Direction: Reproduce each of the records below word for word, in the same order.

:::

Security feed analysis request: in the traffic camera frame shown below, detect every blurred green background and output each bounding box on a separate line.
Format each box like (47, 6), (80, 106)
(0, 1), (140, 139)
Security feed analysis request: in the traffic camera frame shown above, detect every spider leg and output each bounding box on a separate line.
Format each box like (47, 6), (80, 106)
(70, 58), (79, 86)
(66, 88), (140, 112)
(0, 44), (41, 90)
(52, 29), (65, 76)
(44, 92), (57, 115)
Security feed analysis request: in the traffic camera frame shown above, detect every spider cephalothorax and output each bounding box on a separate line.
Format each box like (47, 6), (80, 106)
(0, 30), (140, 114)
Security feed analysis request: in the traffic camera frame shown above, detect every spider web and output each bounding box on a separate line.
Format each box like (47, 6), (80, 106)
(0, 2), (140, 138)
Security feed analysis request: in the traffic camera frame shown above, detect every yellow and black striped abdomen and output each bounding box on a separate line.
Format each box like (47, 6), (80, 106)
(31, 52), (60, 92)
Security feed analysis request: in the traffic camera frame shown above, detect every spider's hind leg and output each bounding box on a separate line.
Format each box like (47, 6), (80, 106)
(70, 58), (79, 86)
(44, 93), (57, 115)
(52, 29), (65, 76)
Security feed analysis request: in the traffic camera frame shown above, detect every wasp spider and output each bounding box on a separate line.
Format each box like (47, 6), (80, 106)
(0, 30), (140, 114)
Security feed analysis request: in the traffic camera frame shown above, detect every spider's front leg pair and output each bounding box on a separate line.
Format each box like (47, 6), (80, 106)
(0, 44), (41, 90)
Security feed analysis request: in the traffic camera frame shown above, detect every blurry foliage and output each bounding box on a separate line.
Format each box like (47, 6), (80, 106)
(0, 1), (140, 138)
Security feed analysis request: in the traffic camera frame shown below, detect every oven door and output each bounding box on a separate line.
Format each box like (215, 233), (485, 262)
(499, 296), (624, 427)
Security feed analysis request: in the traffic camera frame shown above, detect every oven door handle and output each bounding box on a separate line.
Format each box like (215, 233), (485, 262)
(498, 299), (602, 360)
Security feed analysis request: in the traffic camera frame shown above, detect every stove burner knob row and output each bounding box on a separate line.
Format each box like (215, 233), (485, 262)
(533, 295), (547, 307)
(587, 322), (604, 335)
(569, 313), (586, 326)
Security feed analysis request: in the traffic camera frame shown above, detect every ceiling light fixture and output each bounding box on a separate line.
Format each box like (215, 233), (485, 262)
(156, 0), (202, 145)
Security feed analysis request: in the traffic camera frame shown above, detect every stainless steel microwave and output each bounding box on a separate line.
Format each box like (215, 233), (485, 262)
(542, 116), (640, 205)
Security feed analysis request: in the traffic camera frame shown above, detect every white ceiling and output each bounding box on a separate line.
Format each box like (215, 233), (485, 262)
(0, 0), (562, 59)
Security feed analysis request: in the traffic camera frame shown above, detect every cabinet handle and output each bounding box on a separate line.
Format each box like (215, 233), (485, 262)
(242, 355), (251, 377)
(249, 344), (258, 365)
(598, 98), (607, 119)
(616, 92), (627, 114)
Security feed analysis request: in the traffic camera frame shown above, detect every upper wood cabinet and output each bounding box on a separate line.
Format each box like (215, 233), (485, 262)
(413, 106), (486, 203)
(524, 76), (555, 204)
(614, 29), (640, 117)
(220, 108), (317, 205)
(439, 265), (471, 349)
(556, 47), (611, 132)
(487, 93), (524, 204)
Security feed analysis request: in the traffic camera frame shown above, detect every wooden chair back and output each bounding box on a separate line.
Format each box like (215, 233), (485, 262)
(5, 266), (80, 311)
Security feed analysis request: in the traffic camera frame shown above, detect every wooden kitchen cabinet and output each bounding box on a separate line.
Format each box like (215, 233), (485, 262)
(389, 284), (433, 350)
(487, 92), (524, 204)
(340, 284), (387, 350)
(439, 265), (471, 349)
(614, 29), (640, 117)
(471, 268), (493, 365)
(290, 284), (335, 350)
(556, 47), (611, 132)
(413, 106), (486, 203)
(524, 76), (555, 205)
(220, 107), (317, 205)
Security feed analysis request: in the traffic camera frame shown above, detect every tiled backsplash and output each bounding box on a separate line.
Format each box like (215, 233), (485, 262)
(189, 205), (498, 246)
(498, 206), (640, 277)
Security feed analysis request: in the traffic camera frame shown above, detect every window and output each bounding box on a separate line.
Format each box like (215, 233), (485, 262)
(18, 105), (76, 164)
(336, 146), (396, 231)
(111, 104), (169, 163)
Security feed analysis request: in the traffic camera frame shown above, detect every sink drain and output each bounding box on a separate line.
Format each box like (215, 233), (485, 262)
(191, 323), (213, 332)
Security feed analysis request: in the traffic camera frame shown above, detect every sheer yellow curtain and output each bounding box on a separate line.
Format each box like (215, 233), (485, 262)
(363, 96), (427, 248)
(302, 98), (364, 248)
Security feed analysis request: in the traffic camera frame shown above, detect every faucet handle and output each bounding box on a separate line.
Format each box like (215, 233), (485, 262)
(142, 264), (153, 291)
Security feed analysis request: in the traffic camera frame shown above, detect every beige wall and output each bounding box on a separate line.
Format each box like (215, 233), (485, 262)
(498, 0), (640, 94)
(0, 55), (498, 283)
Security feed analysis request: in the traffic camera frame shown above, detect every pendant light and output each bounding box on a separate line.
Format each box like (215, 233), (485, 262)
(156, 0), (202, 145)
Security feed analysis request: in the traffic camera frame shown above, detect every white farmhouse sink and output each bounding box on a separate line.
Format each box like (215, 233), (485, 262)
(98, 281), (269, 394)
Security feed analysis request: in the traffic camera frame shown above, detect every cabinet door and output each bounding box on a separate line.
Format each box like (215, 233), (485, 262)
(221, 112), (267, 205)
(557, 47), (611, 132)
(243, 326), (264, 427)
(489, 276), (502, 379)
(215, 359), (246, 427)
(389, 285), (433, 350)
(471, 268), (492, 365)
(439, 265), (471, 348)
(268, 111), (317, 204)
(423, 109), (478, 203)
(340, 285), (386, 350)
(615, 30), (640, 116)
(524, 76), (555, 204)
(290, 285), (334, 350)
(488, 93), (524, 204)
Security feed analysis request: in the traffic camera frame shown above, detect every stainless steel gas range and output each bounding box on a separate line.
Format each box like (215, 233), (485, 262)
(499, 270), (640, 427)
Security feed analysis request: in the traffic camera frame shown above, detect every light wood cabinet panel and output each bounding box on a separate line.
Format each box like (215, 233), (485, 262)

:::

Problem solution:
Security feed analysis request: in the traffic camera frame shown below, detect every blurred green background and output each bounding box on a separate line.
Format each box like (47, 6), (80, 106)
(0, 1), (140, 139)
Security feed analysis request: in the traffic camera frame shown above, detect every spider leg and output each bounding box on a separate line.
Format each box like (47, 6), (80, 106)
(70, 58), (79, 86)
(66, 88), (140, 112)
(0, 44), (41, 90)
(52, 29), (65, 76)
(44, 92), (57, 115)
Security feed analysis request: in the traffic camera frame shown above, detect every spider cephalothorax and output each bounding box on a separate line.
Format each box like (47, 6), (80, 106)
(0, 30), (140, 114)
Security feed analysis request: in the traffic camera frame shown above, detect every spider web and output each bounding box on a separate line.
Format each box like (47, 6), (80, 106)
(0, 2), (140, 138)
Security feed analysis request: in the traffic camera frame shown above, detect every yellow and black striped abdomen and output each bounding box on a separate line.
Format each box like (47, 6), (80, 106)
(31, 52), (60, 92)
Security feed analysis request: in the traffic camera frame shown above, detect every spider's hind leg and output each bounding box on a separate line.
Format each box like (47, 6), (80, 106)
(70, 58), (79, 86)
(44, 93), (57, 115)
(52, 29), (65, 76)
Security feed analysis request: in the traffic camera frame shown above, detect every wasp spider and output each bounding box on a separate line.
Format each box like (47, 6), (80, 106)
(0, 30), (140, 114)
Security feed analysis request: in the traffic camera frame shown above, detect every spider's front leg pair and output each bounding box on a separate line.
Format each box like (47, 6), (80, 106)
(0, 44), (41, 90)
Security feed analysis request: in the traffic camera frame shown above, detect every blurry foliage and output each bounding box on a separate line.
Format each box like (47, 6), (80, 106)
(0, 1), (140, 138)
Security feed analysis request: in the traffic camera frame shown below, detect every oven door and output each bounding box on a separate line.
Format each box like (215, 233), (485, 262)
(499, 296), (624, 427)
Security feed analysis request: in the traffic camera frame shown above, detect every oven door handle and output each bounding box on a separate line.
Format each box like (215, 233), (485, 262)
(498, 299), (602, 360)
Security feed analysis request: in the traffic camera frame shown above, detect every stove burner knob row and output each bounding box on a separate line.
Format each box like (215, 233), (485, 262)
(533, 295), (547, 307)
(587, 322), (604, 335)
(569, 313), (586, 326)
Security feed analysis request: in the traffic camera frame shown above, detect every ceiling light fixture and output each bounding box on a separate line.
Format each box like (215, 233), (485, 262)
(156, 0), (202, 145)
Security feed analysis request: in the traffic camera frame shown above, detect every stainless steel microwave and output each bounding box on a separate line.
Format each box like (215, 233), (485, 262)
(542, 116), (640, 205)
Security feed analysis request: in the traffic camera frame shown above, detect every white ceiling and output each bounding box on a separate line.
Format each box like (215, 233), (485, 262)
(0, 0), (562, 59)
Security feed analysis request: in the traffic camera frame shown above, detect every cabinet handle and output each bounding box on a separate line.
Format each box like (215, 233), (485, 262)
(242, 355), (251, 377)
(249, 344), (258, 365)
(598, 98), (607, 119)
(616, 92), (627, 114)
Security feed analysis request: in the traffic camera frame shown above, detect every upper wood cabinet and output each bounding box on a separate line.
Format each box like (215, 233), (485, 262)
(413, 106), (486, 203)
(524, 76), (555, 204)
(614, 29), (640, 117)
(220, 108), (317, 205)
(439, 265), (471, 349)
(556, 47), (611, 132)
(487, 93), (524, 204)
Security feed analysis request: in the traffic camera frame shown above, detect every wooden chair back and output each bounding box on a separate line.
Format each box like (215, 233), (485, 262)
(5, 266), (80, 311)
Security feed analysis request: in the traffic camera frame shown above, detect every wooden kitchen cabinet and output each bounding box on a separate line.
Format each box like (215, 233), (485, 262)
(389, 284), (433, 350)
(487, 92), (524, 204)
(340, 284), (387, 350)
(439, 265), (471, 349)
(614, 29), (640, 117)
(471, 268), (493, 365)
(290, 284), (335, 350)
(556, 47), (611, 132)
(413, 106), (486, 203)
(524, 76), (555, 205)
(220, 107), (317, 205)
Security feed analysis request: in the traffic camera frame shown above, detect every tiled backsplash and output each bounding box on a separate line.
Format each box like (215, 233), (485, 262)
(189, 205), (498, 246)
(498, 206), (640, 277)
Security feed analysis request: in the traffic camera frame shown above, detect every window and output each bounding box on a separate line.
Format each box like (215, 233), (485, 262)
(18, 105), (76, 164)
(336, 146), (396, 231)
(111, 104), (169, 163)
Security feed analysis request: in the traffic camera frame shown above, detect every sink drain and output each bounding box on a separate line.
Format each box like (215, 233), (485, 262)
(191, 323), (213, 332)
Security feed analysis request: in the traffic camera frame shown above, detect every sheer yellow curtain and output each bounding box on a separate line.
Format each box like (215, 233), (485, 262)
(363, 96), (427, 248)
(302, 98), (364, 248)
Security feed analysis request: in the traffic camera frame shown above, detect every faucet handle and output each bounding box on a separate line.
Format each box like (215, 233), (485, 262)
(142, 264), (153, 291)
Security feed analysis request: in the traffic camera frame shown above, detect every beige wall and output each bounding box on a separate line.
Format each box like (215, 233), (485, 262)
(498, 0), (640, 94)
(0, 55), (498, 283)
Security feed analysis request: in the traffic camera frame shown above, detect every pendant light and output each bounding box on a separate line.
Format each box like (215, 233), (485, 262)
(156, 0), (202, 145)
Security feed analysis request: in the traffic camera frame shown above, detect every white farmhouse sink and output each bounding box on a separate line.
Format each box like (215, 233), (485, 262)
(98, 281), (269, 394)
Security feed analysis request: in the traffic camera frame shown above, detect every cabinet door and output each bounding box on a separate line.
Format each box like (215, 233), (485, 262)
(221, 112), (267, 205)
(557, 47), (611, 132)
(243, 326), (264, 427)
(489, 276), (502, 379)
(215, 359), (246, 427)
(389, 285), (433, 350)
(471, 268), (492, 365)
(439, 265), (471, 348)
(268, 111), (317, 204)
(423, 109), (478, 203)
(340, 285), (386, 350)
(615, 30), (640, 116)
(524, 76), (555, 204)
(290, 285), (334, 350)
(488, 93), (524, 204)
Security feed analysis request: in the traffic camera frame shown above, detect every stainless steel gas range and output each bounding box on a separate line.
Format each box like (215, 233), (485, 262)
(499, 270), (640, 427)
Security feed analysis request: in the traffic camera frame shown above, detect every light wood cabinet panel and output each bounding box on a separate line.
Format each box like (215, 233), (485, 262)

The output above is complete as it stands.